Seitenauszug ->
· · · · ·
Die Toten haben einen Namen – und ein Gesicht

Wir blicken in die Gesichter von Filimon, Hdru, Omar, Debesay, Huruy und Mogos. In die Gesichter von jungen Männern zwischen 18 und 25 Jahren. Sie hatten die Zukunft vor sich. Sie wollten Berufe erlernen, Familien gründen, in Frieden und Sicherheit leben. Doch sie sind tot. Ertrunken, verhungert und verdurstet auf der Flucht vor Tod, Folter, Krieg und Gewalt.

Ihr Tod wurde billigend in Kauf genommen, wenn nicht sogar eiskalt mit einkalkuliert. Es war und ist den Verantwortlichen schlichtweg egal, ob diese jungen Männer sterben. Das ist eine Unterstellung, das ist polemisch, aber die Fakten sprechen dafür.

Was wir wissen:

Anfang April (die ALAN KURDI ist im Rettungseinsatz) machen sich 63 flüchtende Menschen in einem Gummiboot auf den gefährlichen Weg über das Mittelmeer (siehe auch „Verhungert, verdurstet und ertrunken in einer europäischen Such- und Rettungszone“). Nach einer längeren Odyssee erreichen sie die maltesische Such- und Rettungszone. Malta ist verpflichtet, die Flüchtenden zu retten. Das ist geltendes Recht: Seerecht und Menschenrecht. Diese festgeschriebenen Rechte können auch aufgrund der Pandemie nicht außer Kraft gesetzt werden. Dies haben europäische Richter*innen festgestellt.

Doch Malta beauftragte einen dubiosen Geschäftsmann, der ein unauffälliges Fischerboot losschickte, um die flüchtenden Menschen wieder zurück nach Libyen zu schaffen. Bei dieser Aktion kommen zwölf Menschen ums Leben, darunter die mit Foto und Namen hier gezeigten jungen Männer.
· · · · ·
Bereitgestelltes Material ->
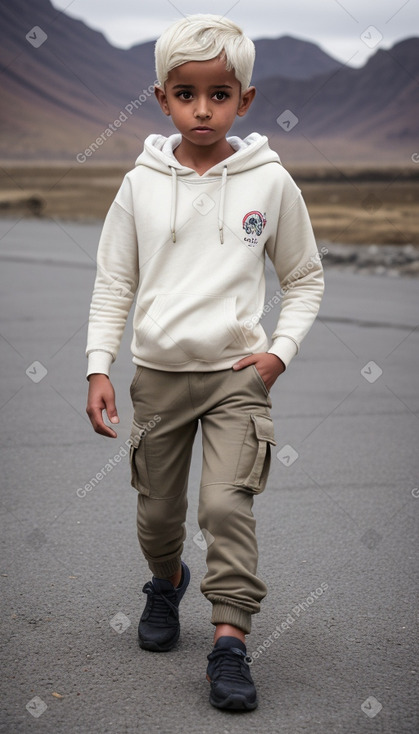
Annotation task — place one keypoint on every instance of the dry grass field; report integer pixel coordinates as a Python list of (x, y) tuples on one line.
[(347, 205)]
· · · · ·
Aufgabenstellung ->
Wie geht der Text über die auf der Flucht gestorbenen jungen Männer nach seinem letzten Satz weiter? Schreibe die Fortsetzung.

Antwort ->
Woher kommen die Fotos?

Zuerst hat avvenire.it die Namen und Fotos der Geflüchteten veröffentlicht. Das Portal ist eine offizielle Website der vatikanischen Nachrichtenagentur und bekannt für einen direkten Umgang mit dem Thema Migration. Die Journalist*innen haben gute Kontakte nach Libyen und so auch zu den Überlebenden des Push-Backs. Dadurch wurden ihnen vermutlich die Fotos zugespielt.

Bestätigt wurde die Recherche auch durch die „Times of Malta“, wo diese Fotos ebenfalls erschienen sind. Beide Portale gelten als vertrauenswürdig und seriös. Wir berufen uns bei der Veröffentlichung auf diese beiden Quellen, eine hundertprozentige Sicherheit gibt es nicht.

Warum zeigen wir die Fotos?

Weil die Toten ein Gesicht haben und einen Namen. Es sind eben nicht nur Zahlen und Statistiken.

„Es gibt in der Gesellschaft eine Tendenz, die die ganze Diskussion über Flucht und flüchtende Menschen extrem nach rechts gezogen hat. Die Gesprächskultur darüber ist entmenschlicht worden. Auch das ist gewaltsam. Und wenn wir diese Bilder zeigen – die Bilder von echten Menschen, von Schicksalen, die Geschichten dahinter – dann holen wir diesen Diskurs wieder auf eine menschliche Ebene zurück. Ich glaube, dass dieses entmenschlichte Bild korrigiert werden muss und daher ist es richtig, die Bilder zu zeigen“, so Gorden Isler, Vorstand von Sea-Eye.

Isler sieht Parallelen zu der Veröffentlichung des Bildes von Alan Kurdi. Auch damals sei es wichtig gewesen, dieses Bild zu veröffentlichen, weil es den öffentlichen Diskurs verändert habe.

Der Bischof von Malta, Charles Scicluna, ist der Auffassung, dass mit der Veröffentlichung der Bilder keine moralischen Grenzen überschritten werden.

„Die Opfer unserer Politik und unserer Gleichgültigkeit haben Namen und Gesichter, wie wir alle“, so der Bischof auf Twitter.

Ein politischer Skandal

Der maltesische Regierungsbeamte Neville Gafá erklärte unter Eid, dass er auf Anweisung des Büros des Premierministers die Push-Back-Aktion sowie eine weitere Aktion an Ostern organisiert habe.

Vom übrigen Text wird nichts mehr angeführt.